SUPPLIED MATERIAL

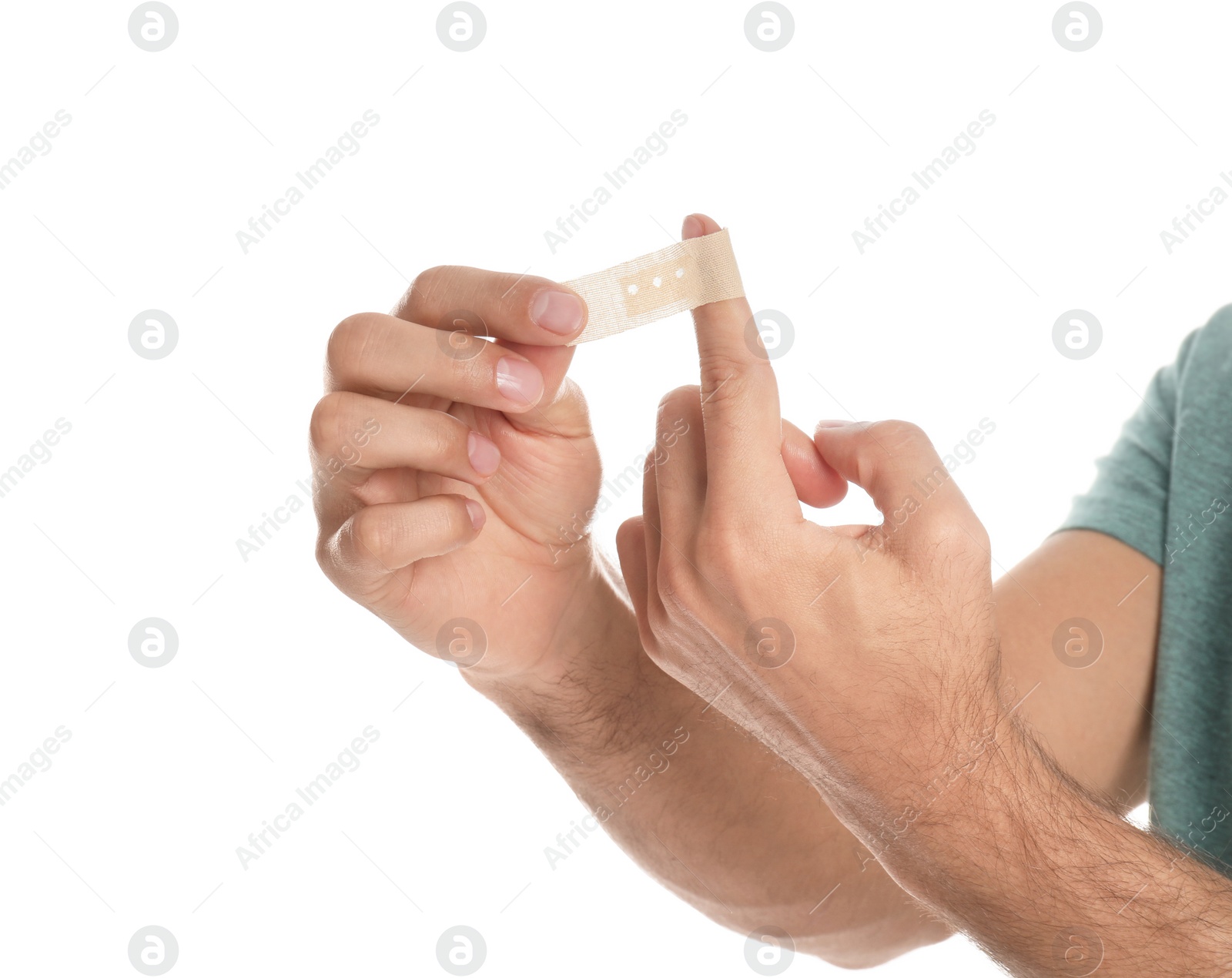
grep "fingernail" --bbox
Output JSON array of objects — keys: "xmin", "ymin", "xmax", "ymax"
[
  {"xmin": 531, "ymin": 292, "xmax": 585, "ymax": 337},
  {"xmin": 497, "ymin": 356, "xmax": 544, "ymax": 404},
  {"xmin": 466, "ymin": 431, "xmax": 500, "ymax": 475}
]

--

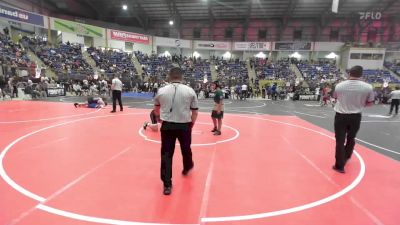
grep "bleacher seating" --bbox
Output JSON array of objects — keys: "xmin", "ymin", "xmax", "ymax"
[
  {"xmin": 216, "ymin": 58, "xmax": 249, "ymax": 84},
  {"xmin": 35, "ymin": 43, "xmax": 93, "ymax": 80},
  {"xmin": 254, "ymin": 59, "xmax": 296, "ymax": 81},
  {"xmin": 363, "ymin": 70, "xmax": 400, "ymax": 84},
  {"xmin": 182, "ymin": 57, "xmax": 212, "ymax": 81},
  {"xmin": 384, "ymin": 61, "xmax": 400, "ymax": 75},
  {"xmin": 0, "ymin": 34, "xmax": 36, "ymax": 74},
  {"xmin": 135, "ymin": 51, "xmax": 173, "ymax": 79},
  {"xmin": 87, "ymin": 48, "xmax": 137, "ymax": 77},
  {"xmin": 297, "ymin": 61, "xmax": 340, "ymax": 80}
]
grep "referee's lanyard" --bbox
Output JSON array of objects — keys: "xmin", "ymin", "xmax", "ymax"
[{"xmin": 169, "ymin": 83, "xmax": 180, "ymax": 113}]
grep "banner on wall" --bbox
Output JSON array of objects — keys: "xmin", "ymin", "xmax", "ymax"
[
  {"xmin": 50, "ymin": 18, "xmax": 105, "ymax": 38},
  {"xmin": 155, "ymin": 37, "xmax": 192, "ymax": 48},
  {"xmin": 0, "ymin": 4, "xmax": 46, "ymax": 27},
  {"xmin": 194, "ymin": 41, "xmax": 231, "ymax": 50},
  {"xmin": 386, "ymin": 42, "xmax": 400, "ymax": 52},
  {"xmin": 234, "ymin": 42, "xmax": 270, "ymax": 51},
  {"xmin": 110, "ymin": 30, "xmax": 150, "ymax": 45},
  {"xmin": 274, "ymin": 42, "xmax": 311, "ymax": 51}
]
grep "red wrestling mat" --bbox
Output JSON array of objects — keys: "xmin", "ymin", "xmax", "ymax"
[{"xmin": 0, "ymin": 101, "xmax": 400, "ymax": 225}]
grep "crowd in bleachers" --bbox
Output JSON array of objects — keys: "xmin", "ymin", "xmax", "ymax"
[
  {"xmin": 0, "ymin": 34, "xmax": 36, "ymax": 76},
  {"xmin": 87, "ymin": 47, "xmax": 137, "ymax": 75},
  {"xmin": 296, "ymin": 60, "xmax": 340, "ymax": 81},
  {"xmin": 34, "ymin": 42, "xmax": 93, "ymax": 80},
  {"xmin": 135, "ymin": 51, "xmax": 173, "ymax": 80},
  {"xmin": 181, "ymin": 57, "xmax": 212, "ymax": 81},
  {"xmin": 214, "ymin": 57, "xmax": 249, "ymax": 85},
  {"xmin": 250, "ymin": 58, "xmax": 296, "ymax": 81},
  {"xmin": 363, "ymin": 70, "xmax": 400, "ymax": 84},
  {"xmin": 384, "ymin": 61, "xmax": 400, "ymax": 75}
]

STATED PROBLEM
State how many lines in the data above contain the string "grep", treating uppercase and lowercase letters as distinct. Respond with the number alone.

EXERCISE RESPONSE
6